* TASKS FOR THIS EXERCISE
a - From the article on Catalonia's intensive care units, list every person named and quoted, with the role the article gives each one.
b - Rewrite the part of the article on Catalonia's intensive care units starting at "The average age" and ending at "availability of vaccines.", using "initial wave" wherever "first wave" appears.

* EXCERPT TO READ
□ □ □
Ten new intensive care beds have been added at this one hospital alone, bringing the total to 30.

All of them are full—and it is overwhelmingly unvaccinated, and younger, patients who are occupying them.

Nurses decked out in protective green gowns, face masks and gloves, dart from one bed to another in the hospital overlooking the Mediterranean—where just weeks before young people had been partying following the lifting of virus restrictions.

Electronic bleeps alert them to the patients’ different needs as they fight for their lives, many of them on ventilators.

“The situation is critical, it is more like the first wave, and we are overwhelmed,” said ICU nurse supervisor, Desiree Ruiz.

“The staff are exhausted. There are those who needed psychological help.”

Spain’s northeastern region of Catalonia, of which Barcelona is the capital, is the epicentre of a fifth wave of coronavirus infections that is being driven by the more contagious Delta variant.

As of Thursday, 637 COVID-19 patients were in intensive care in Catalonia—compared with 1,925 in the whole of Spain.

And nearly half of the region’s ICU beds are occupied by a COVID-19 patient, more than twice the national average.

‘Breaking point’

The jump in cases follows the end of a nationwide night-time curfew in May and the end of a law in June requiring the use of face masks outdoors.

Images of large groups of youths gathering on Barcelona’s beaches, including one in front of the Hospital del Mar, have angered hospital staff.

“It caught us by surprise. We expected a rise in infections with the measures which were taken… but we did not expect a rise of these dimensions,” said doctor Antonia Vazquez, one of the heads of hospital’s ICU.

Last month, the region of around 7.8 million people on the border with France reimposed virus restrictions, such as nightly curfews, to try to rein in the surge in infections, especially among unvaccinated young people.

While the infection rate has started to inch down, it will take time to be felt in intensive care unit where patients need round-the-clock care for staff who have been battling the pandemic for a year-and-a-half now.

In one bed, a woman in her 20s rested, a photo at her side of her newborn baby who was delivered by caesarean section.

The surge in cases, along with a shortage of staff as hospital workers go on summer leave, is taking its toll on morale.

“During the first wave no one for a moment thought of quitting, but now more and more people say ‘if I could I would leave now and never come back’,” Vazquez said. “Everyone is at breaking point.”

Younger patients

The surge in infections has come as health workers began taking their summer holidays, leaving the hospital with fewer staff.

“We went from having 10 COVID patients in the hospital one week to having 150,” said the hospital’s chief medical officer, Miguel Pera.

Finding staff for the extra COVID-19 patient beds was “complicated”.

Catalonia’s health department has cancelled all non-essential surgery in order to free up hospital staff.

The average age of COVID-19 patients in the hospital’s ICU has dropped to around 50 from 60-65 during the first wave of the pandemic last year.

The vast majority of the COVID-19 patients on the ICU had not been fully vaccinated, either because they chose not too or because it was not yet their turn.

But unlike during the first wave last year, the number of deaths remains low, thanks to the availability of vaccines.

Spain’s vaccination programme has worked through age groups meaning younger people only recently starting to get jabs.

Nearly 60 percent of Spain’s population is fully vaccinated against COVID-19, one of the highest rates in Europe.
□ □ □
* DATASET CONTENT

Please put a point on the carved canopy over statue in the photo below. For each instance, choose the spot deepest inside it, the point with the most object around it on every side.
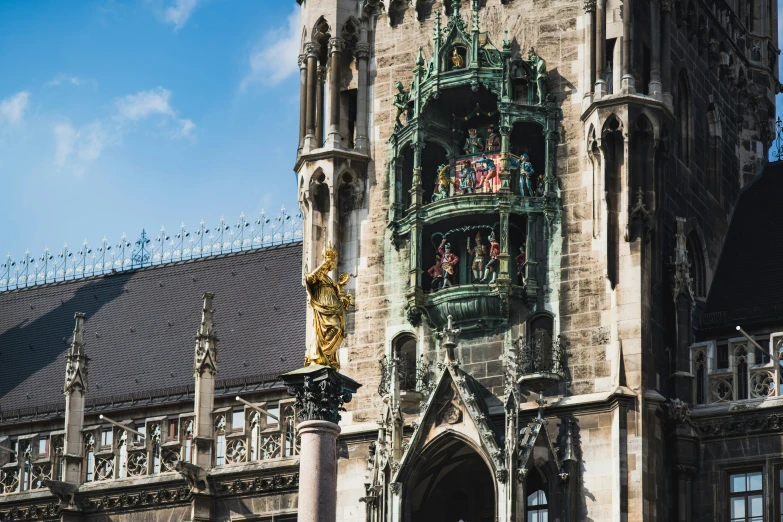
(328, 301)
□ □ □
* PROBLEM SOLUTIONS
a -
- Desiree Ruiz, ICU nurse supervisor
- Antonia Vazquez, doctor and one of the heads of the hospital's ICU
- Miguel Pera, the hospital's chief medical officer

b -
The average age of COVID-19 patients in the hospital’s ICU has dropped to around 50 from 60-65 during the initial wave of the pandemic last year.

The vast majority of the COVID-19 patients on the ICU had not been fully vaccinated, either because they chose not too or because it was not yet their turn.

But unlike during the initial wave last year, the number of deaths remains low, thanks to the availability of vaccines.